Compito A
Trascrivi senza modifiche la parte del brano sulla lettera N che si apre con le parole contenenti "Stefania BAMBACE" e si chiude con "arrivava una successiva.".
Compito B
Conta le righe dei record in cui compare la parola "background". Scrivi soltanto il numero.

Lettera N 12 ottobre 2023 - Stefania, Giuseppe e Celo

 Stefania BAMBACE

Quando mi é stato comunicato che la lettera sorteggiata per dar voce ai nostri elaborati sarebbe stata la N, mi sono ritrovata spaesata. Fino a quel momento non mi ero mai resa conto del grande potere evocativo di questa lettera,

che avvia una quantità impressionante di parole suscettibili di interpretazioni differenti e di grande profondità. Non riuscivo a scegliere sotto quella pioggia torrenziale di parole che, picchiettandomi addosso, rivendicavano tutte la loro uguale importanza. Non riuscivo a trattenerne nessuna. Narrazione, nuvola, no, niente, narciso, necessario, Natale, nutrimento, nonna, notte, non facevo in tempo ad acchiapparne una, ecco che irrompevano cento altre. Navigare, nascere, nodo, nascondere, normale, negativo, ninna-nanna, neurologia, nebbia.....ogni goccia scivolava via e ne arrivava una successiva.

Decisi di mettermi al riparo per asciugarmi da tanta pioggia ed attendere. Finché all’improvviso visualizzai quella stanghetta atta a chiudere, quasi a murare la N ortografica, calarsi in avanti come un ponte levatoio e consentirmi un accesso più pacato all‘immenso campo di parole da lei introdotte. Fra tutte, una mi sembrava un po‘ più rigogliosa e la colsi. La riconobbi subito. Del resto, chi é nato nel mese di Novembre, nebbioso per eccellenza, tempo in cui la luce lascia gradatamente il passo al buio, in quella terra di mezzo tra gli sfavillanti colori autunnali di Ottobre e le luminarie di Dicembre che preludono al Natale, quella terra grigia e vuota di tutto, non può non esserne in qualche modo segnato. Inoltre, non era stata proprio la sua approssimativa traduzione tedesca, la “Sehnsucht“, a spingermi verso un biglietto di sola andata per la Germania? Tra le mani stringevo la parola NOSTALGIA.

Materiale fornito
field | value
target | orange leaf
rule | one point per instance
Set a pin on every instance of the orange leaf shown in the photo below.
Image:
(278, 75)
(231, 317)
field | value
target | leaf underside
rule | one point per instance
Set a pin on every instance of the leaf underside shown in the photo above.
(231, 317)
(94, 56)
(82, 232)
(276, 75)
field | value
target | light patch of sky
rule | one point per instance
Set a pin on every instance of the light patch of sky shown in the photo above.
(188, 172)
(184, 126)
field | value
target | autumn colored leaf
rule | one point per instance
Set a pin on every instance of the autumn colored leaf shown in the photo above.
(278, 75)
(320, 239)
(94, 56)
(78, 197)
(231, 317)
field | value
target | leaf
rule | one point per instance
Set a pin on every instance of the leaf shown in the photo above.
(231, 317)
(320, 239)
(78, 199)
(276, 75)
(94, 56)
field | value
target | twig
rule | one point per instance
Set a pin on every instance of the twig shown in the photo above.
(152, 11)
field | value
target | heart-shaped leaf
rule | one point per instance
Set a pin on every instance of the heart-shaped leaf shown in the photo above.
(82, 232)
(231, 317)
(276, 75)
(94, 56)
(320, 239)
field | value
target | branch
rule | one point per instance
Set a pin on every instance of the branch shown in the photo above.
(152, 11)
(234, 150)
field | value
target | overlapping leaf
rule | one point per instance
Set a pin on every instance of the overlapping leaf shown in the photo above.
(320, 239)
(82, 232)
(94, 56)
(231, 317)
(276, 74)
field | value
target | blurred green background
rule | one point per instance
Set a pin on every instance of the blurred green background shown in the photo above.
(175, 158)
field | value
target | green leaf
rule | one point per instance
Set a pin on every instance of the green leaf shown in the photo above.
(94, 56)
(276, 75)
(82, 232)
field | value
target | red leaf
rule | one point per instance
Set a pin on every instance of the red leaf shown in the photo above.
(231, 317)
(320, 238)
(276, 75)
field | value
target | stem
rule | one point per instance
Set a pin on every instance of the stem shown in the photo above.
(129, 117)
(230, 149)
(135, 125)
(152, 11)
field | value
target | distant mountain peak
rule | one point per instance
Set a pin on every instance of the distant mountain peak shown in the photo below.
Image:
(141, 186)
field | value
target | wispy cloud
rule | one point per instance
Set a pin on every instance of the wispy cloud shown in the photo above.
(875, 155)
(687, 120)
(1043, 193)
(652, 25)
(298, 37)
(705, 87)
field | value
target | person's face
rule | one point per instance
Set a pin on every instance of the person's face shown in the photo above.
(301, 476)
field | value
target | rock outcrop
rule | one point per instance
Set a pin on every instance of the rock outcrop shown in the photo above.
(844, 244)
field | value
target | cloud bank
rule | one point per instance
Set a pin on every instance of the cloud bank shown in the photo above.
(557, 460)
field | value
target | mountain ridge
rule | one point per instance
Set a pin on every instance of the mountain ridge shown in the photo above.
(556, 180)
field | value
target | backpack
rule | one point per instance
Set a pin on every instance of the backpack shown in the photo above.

Soluzione svolta A
Stefania BAMBACE

Quando mi é stato comunicato che la lettera sorteggiata per dar voce ai nostri elaborati sarebbe stata la N, mi sono ritrovata spaesata. Fino a quel momento non mi ero mai resa conto del grande potere evocativo di questa lettera,

che avvia una quantità impressionante di parole suscettibili di interpretazioni differenti e di grande profondità. Non riuscivo a scegliere sotto quella pioggia torrenziale di parole che, picchiettandomi addosso, rivendicavano tutte la loro uguale importanza. Non riuscivo a trattenerne nessuna. Narrazione, nuvola, no, niente, narciso, necessario, Natale, nutrimento, nonna, notte, non facevo in tempo ad acchiapparne una, ecco che irrompevano cento altre. Navigare, nascere, nodo, nascondere, normale, negativo, ninna-nanna, neurologia, nebbia.....ogni goccia scivolava via e ne arrivava una successiva.

Soluzione svolta B
2